REQUIREMENT:
Please turn the part of the entries that opens with the line containing "For each instance of the handrail, place" and runs through the last entry into a numbered list, leaving out any blank lines. List only those lines.

Saved entries
━━━━━━━━━━

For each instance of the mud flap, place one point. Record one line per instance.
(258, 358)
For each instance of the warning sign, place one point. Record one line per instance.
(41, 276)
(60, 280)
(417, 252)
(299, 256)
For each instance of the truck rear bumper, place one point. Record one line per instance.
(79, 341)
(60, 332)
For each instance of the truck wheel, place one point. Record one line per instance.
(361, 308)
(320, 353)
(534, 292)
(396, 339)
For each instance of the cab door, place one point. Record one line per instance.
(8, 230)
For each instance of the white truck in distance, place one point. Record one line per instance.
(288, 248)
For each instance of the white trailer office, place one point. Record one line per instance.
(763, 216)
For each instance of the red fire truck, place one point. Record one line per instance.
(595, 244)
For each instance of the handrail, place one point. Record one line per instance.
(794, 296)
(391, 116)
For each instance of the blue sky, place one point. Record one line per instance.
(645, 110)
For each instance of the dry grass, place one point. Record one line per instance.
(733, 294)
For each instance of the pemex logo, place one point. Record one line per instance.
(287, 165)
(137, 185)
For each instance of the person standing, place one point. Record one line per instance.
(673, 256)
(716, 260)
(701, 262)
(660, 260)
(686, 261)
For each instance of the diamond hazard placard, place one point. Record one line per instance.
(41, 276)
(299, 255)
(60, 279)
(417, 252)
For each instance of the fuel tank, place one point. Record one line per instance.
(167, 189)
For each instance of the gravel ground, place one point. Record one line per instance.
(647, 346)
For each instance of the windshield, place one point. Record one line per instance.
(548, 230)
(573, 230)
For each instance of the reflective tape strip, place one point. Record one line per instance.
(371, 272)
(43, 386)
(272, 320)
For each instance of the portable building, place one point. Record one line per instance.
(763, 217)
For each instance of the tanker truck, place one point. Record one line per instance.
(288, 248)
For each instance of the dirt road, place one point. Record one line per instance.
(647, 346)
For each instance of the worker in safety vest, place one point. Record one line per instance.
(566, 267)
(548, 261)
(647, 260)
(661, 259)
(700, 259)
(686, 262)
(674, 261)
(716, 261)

━━━━━━━━━━

SOLUTION TO THE PROBLEM:
1. For each instance of the handrail, place one point. Record one line per instance.
2. (794, 296)
3. (391, 116)
4. For each instance of the blue sky, place one point. Record one line per instance.
5. (645, 110)
6. For each instance of the dry grass, place one point. Record one line per instance.
7. (733, 294)
8. For each instance of the pemex logo, place one point. Record one line per instance.
9. (287, 165)
10. (137, 185)
11. For each instance of the person standing, place one point. Record one line per instance.
12. (673, 256)
13. (716, 260)
14. (701, 262)
15. (660, 260)
16. (686, 261)
17. For each instance of the diamond hazard placard, place one point. Record one line per instance.
18. (41, 276)
19. (299, 255)
20. (60, 279)
21. (417, 252)
22. For each instance of the fuel tank, place one point. Record one line per instance.
23. (167, 189)
24. For each instance of the gravel ground, place one point. Record one line per instance.
25. (647, 346)
26. For each instance of the windshield, place one point. Record one line per instance.
27. (548, 230)
28. (573, 230)
29. For each instance of the reflective tape strip, place one point. Record one line per instance.
30. (371, 272)
31. (43, 386)
32. (272, 320)
33. For each instance of the portable building, place one point. Record one line per instance.
34. (763, 217)
35. For each instance of the tanker truck, place one point. Record one line per instance.
36. (288, 248)
37. For each instance of the dirt road, place one point. Record one line per instance.
38. (647, 346)
39. For each instance of the worker in safety vest, place one point. Record one line per instance.
40. (566, 267)
41. (548, 261)
42. (647, 260)
43. (661, 259)
44. (700, 259)
45. (686, 262)
46. (674, 261)
47. (716, 261)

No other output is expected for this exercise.